[CE QU'IL FAUT FAIRE]
Répondez à ces questions à l'aide des motifs de la décision.
1. Quelles activités la société AEC exerce-t-elle selon l'extrait d'inscription au registre du commerce ?
2. Avec quel syndicat la société AEC a-t-elle passé le contrat d'édition et de régie publicitaire du 20 janvier 1994 ?
3. Quel montant TTC la « facture bon de commande n° 86008 » indique-t-elle ?

Motifs de la décision :
Sur l'application de la loi n° 93-122 du 29 janvier 1993 :
Attendu que selon l'extrait d'inscription au registre du commerce, la société AEC a pour activité la publicité, l'impression, la relation publique toutes activités de communication et d'édition ;
Attendu qu'il résulte du contrat d'édition et de régie publicitaire qu'elle a passé le 20 janvier 1994 avec le syndicat CGT Transports et de la "facture bon de commande n° 86008" litigieuse que la société AEC n'a pas agi comme intermédiaire dans l'achat d'espaces publicitaires mais a vendu directement de tels espaces ;
Qu'elle n'est donc pas soumise aux dispositions de la loi du 29 janvier 1993 ;
Que le jugement entrepris sera confirmé sur ce point ;
Sur le respect de ses obligations par la société AEC :
Attendu que la "Facture bon de commande n° 86008" mentionne notamment "Insertion : 8 pages revue Transunion" et, en ce qui concerne le prix, de 47 840 euro TTC : "règlements échéances :
1) 11 960 euro dès réception de facture,
2° 11 960 euro juin (début de mois),
3) 11 960 euro août (début de mois),
4) 11 960 euro septembre (début de mois)".

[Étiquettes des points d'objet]
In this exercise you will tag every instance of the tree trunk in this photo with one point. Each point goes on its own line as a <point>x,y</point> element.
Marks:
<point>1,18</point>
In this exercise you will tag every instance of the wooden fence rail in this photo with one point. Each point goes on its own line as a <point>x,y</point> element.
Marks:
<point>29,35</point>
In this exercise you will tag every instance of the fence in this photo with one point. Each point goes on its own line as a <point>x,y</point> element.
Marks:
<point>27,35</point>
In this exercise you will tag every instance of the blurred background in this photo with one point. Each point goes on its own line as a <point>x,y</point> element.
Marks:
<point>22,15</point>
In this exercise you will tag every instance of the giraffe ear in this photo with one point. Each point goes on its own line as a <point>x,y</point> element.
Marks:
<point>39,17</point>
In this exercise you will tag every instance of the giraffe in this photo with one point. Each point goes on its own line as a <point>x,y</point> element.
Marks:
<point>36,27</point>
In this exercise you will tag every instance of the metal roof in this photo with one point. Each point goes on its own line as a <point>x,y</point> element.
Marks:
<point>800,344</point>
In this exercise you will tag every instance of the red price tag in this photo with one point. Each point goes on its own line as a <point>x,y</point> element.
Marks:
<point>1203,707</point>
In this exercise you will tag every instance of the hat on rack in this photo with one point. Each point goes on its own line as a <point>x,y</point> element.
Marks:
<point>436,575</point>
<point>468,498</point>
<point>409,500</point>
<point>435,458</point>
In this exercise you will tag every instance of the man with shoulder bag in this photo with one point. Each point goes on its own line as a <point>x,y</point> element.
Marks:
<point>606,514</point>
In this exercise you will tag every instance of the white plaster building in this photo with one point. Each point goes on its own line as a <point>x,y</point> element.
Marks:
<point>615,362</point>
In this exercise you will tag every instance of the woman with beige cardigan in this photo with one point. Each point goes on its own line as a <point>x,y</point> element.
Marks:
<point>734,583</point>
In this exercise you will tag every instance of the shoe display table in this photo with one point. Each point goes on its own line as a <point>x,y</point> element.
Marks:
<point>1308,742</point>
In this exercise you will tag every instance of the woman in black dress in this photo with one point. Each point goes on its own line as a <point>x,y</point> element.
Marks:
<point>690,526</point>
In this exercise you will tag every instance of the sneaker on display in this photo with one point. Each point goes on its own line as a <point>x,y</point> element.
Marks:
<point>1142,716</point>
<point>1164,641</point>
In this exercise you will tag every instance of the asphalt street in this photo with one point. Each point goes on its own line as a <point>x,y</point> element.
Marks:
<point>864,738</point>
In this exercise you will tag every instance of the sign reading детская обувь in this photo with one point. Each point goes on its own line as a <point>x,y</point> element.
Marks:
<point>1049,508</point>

[TÂCHE ACCOMPLIE]
1. Selon cet extrait, la société AEC exerce la publicité, l'impression, la relation publique et toutes activités de communication et d'édition.
2. Elle a passé ce contrat avec le syndicat CGT Transports.
3. La facture indique un prix de 47 840 euros TTC.